» **Request 1**:
In the tss-lib text, reproduce the passage that begins at the words "Standard EdDSA defends" and stops after "eddsa/signing/round_3.go — bnb-chain/tss-lib (pre-fix)".
» **Request 2**:
Recast the paragraph of the tss-lib text that opens with "In the pre-fix tss-lib" as a short bulleted list of its main facts.
» **Request 3**:
Extend the tss-lib text, picking up after its final line.

» **Source text**:
====
Standard EdDSA defends against small-subgroup attacks via bit clamping on the single-party secret scalar. The threshold EdDSA path in tss-lib applied no equivalent defense to supplied points received from peers, so as the ZenGo’s Baby Sharks analysis showed, a malicious party could inject an order-8 torsion component into the joint public key so that $1/8$ of signing ceremonies verify, while the other will reject.
In the pre-fix tss-lib, the received commitment $R_j$ was constructed straight from peer-supplied coordinates and aggregated into the joint $R$ with no subgroup-membership step (source):
1// eddsa/signing/round_3.go — bnb-chain/tss-lib (pre-fix)
2Rj, err := crypto.NewECPoint(tss.EC(), coordinates[0], coordinates[1])
3if err != nil {
4 return round.WrapError(errors.Wrapf(err, "NewECPoint(Rj)"), Pj)
5}
6// ... proof.Verify(Rj) checks knowledge of the discrete log, not subgroup ...
7extendedRj := ecPointToExtendedElement(Rj.X(), Rj.Y())
8R = addExtendedElements(R, extendedRj)
====
» **Data lines**:
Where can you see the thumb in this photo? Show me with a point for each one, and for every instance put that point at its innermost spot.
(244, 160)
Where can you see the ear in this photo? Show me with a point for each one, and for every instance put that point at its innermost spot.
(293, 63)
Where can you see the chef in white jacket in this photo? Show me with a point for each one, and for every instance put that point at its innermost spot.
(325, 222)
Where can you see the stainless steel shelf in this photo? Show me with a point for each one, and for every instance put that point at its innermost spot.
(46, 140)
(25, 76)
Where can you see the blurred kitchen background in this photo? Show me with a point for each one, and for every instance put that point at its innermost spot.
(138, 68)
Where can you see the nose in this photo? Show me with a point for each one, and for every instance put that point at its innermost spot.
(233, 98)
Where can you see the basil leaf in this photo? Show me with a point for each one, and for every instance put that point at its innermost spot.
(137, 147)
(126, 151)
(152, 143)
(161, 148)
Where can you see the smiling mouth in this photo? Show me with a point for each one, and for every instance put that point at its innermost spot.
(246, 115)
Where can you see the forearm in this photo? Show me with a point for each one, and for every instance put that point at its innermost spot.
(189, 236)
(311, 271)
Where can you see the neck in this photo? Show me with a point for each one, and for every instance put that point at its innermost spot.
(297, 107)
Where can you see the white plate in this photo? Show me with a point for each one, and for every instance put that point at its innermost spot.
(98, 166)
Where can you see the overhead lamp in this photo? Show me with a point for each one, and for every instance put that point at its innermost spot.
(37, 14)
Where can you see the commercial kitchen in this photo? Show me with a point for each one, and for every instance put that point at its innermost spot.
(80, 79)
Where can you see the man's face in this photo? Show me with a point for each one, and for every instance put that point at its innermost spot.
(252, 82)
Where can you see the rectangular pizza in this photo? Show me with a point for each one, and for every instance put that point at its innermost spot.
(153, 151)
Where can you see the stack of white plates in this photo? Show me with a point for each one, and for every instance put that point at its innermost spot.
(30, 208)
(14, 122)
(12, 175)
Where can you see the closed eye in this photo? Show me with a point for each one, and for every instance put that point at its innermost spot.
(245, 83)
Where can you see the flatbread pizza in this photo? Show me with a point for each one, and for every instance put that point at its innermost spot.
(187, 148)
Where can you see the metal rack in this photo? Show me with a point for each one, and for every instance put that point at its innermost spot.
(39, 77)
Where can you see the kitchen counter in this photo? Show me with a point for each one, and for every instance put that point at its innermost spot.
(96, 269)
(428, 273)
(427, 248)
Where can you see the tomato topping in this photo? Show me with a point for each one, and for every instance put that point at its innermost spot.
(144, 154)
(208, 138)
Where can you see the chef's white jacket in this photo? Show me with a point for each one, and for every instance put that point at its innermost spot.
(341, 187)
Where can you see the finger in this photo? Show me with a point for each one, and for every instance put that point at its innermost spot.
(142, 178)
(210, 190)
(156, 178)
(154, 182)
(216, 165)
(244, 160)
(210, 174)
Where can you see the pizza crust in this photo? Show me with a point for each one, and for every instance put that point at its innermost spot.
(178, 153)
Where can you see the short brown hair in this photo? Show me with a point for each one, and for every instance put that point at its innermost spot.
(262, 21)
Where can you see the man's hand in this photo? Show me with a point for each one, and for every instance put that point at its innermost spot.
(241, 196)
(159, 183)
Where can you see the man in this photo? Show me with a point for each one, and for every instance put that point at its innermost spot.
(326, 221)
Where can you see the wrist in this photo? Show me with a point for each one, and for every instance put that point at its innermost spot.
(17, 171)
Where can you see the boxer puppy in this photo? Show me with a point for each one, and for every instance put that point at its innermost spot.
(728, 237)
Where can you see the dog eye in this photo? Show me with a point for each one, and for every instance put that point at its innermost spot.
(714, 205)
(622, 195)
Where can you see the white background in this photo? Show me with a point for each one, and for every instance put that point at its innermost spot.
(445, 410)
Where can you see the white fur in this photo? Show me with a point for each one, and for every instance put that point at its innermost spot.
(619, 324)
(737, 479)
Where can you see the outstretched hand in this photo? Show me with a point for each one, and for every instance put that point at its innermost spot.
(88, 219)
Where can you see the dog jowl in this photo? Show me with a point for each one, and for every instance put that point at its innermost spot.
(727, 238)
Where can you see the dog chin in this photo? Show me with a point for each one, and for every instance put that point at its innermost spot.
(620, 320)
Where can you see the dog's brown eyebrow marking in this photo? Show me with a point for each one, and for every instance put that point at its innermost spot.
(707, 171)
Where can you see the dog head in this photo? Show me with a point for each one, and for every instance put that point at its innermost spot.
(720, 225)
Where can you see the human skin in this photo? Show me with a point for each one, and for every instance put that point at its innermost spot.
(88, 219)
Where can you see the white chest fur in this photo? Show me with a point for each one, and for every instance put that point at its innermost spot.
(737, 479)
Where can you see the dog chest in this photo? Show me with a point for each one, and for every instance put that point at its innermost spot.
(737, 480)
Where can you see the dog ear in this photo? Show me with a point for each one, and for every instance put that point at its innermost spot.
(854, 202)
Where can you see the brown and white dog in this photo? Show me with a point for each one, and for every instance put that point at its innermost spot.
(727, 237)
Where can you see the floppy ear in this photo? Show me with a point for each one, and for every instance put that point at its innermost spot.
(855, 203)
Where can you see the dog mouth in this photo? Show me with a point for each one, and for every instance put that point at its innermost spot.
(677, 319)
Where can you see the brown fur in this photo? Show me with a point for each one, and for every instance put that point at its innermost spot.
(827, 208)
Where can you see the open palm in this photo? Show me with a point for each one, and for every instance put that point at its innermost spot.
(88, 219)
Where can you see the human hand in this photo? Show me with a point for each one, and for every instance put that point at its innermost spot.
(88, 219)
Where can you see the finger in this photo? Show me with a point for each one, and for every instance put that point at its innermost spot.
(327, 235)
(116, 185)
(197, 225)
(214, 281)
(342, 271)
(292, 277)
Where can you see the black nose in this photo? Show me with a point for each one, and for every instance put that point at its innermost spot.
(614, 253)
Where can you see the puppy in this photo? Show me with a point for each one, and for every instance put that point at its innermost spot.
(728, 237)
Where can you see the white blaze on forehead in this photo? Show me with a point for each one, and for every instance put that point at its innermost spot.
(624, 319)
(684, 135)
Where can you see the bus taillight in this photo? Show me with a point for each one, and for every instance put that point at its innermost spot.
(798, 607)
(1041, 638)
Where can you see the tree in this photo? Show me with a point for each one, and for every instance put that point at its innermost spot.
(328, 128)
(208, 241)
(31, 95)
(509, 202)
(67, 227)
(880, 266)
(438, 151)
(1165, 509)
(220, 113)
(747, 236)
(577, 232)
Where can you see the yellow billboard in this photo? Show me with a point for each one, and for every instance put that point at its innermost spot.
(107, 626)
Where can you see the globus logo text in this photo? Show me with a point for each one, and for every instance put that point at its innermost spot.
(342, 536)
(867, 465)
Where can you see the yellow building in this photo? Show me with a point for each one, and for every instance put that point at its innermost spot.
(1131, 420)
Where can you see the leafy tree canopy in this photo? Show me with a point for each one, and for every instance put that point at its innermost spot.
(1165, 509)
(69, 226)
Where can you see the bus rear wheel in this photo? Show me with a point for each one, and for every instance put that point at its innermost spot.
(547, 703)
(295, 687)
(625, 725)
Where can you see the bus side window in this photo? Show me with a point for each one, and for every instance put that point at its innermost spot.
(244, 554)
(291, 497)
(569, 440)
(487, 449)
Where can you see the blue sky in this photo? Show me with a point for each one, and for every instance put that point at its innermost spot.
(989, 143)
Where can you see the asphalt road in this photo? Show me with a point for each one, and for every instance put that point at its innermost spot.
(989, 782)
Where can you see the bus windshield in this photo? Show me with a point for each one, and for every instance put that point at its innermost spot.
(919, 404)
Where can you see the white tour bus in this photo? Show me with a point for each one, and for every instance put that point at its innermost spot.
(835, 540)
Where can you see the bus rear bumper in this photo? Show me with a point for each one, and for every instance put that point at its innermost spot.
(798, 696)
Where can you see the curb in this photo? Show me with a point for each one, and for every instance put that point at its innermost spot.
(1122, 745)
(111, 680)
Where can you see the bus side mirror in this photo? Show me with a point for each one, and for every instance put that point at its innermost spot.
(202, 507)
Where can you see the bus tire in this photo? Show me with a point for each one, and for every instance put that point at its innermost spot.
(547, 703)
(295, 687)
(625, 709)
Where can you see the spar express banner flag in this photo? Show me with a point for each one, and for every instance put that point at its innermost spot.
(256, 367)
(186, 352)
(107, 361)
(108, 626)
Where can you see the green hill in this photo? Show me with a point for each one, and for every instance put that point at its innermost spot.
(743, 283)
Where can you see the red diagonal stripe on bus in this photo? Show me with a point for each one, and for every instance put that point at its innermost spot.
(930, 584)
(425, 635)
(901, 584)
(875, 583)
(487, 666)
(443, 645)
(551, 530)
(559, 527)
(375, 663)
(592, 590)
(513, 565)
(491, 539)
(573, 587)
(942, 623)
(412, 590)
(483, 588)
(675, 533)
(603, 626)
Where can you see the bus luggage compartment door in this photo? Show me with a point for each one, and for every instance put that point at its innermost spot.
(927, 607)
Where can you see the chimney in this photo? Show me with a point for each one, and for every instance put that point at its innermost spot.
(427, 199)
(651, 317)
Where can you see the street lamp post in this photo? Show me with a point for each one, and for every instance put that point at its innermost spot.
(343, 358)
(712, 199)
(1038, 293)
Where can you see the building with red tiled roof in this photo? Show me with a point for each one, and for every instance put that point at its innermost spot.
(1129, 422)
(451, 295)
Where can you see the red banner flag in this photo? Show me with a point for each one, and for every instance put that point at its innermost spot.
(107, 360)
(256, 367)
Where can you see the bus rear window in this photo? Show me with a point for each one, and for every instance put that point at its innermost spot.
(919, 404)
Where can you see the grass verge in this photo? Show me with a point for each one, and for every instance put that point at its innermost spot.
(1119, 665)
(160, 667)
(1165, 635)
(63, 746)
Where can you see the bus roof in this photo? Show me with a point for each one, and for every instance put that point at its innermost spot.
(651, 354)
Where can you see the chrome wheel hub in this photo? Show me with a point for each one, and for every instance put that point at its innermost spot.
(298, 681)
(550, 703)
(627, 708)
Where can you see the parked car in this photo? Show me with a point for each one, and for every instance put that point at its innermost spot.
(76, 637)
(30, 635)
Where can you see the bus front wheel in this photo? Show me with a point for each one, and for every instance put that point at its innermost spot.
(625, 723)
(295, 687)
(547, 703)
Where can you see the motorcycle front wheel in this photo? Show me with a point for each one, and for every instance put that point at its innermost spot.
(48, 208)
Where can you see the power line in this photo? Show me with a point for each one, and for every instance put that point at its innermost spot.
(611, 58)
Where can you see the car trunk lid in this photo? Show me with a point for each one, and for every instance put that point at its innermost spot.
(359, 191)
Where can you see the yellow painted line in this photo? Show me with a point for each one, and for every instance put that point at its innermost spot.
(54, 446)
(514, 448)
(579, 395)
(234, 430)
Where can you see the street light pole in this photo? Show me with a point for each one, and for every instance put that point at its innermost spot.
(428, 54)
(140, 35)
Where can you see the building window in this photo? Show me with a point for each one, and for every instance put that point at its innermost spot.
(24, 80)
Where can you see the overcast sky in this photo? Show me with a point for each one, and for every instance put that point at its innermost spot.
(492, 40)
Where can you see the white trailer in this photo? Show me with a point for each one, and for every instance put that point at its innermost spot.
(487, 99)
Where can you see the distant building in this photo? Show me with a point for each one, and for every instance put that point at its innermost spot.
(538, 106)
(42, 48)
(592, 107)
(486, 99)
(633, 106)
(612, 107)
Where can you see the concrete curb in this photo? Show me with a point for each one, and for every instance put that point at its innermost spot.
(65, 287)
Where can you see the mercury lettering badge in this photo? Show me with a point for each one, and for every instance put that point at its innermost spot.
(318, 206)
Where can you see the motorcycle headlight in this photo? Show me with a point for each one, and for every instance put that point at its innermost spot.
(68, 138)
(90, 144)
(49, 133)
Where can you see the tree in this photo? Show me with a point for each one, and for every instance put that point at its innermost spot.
====
» **Answer 1**:
Standard EdDSA defends against small-subgroup attacks via bit clamping on the single-party secret scalar. The threshold EdDSA path in tss-lib applied no equivalent defense to supplied points received from peers, so as the ZenGo’s Baby Sharks analysis showed, a malicious party could inject an order-8 torsion component into the joint public key so that $1/8$ of signing ceremonies verify, while the other will reject.
In the pre-fix tss-lib, the received commitment $R_j$ was constructed straight from peer-supplied coordinates and aggregated into the joint $R$ with no subgroup-membership step (source):
1// eddsa/signing/round_3.go — bnb-chain/tss-lib (pre-fix)

» **Answer 2**:
- In the pre-fix tss-lib, the received commitment $R_j$ was built directly from coordinates supplied by a peer.
- $R_j$ was then aggregated into the joint $R$.
- No subgroup-membership check was applied along the way.

» **Answer 3**:
The remediation landed in PR #115. It adds an EightInvEight() helper in crypto/ecpoint.go that multiplies by 8 then by $8^{-1} \bmod N$, projecting any input into the prime-order subgroup (source):
1// crypto/ecpoint.go — bnb-chain/tss-lib (post-fix)
2var (
3 eight = big.NewInt(8)
4 eightInv = new(big.Int).ModInverse(eight, edwards.Edwards().Params().N)
5)
6
7func (p *ECPoint) EightInvEight() *ECPoint {
8 return p.ScalarMult(eight).ScalarMult(eightInv)
9}
The helper is then applied to every received point. The patch at the signing site, mirroring the pre-fix excerpt above (source):
1// eddsa/signing/round_3.go — bnb-chain/tss-lib (post-fix)
2Rj, err := crypto.NewECPoint(tss.EC(), coordinates[0], coordinates[1])
3Rj = Rj.EightInvEight()
4if err != nil {
5 return round.WrapError(errors.Wrapf(err, "NewECPoint(Rj)"), Pj)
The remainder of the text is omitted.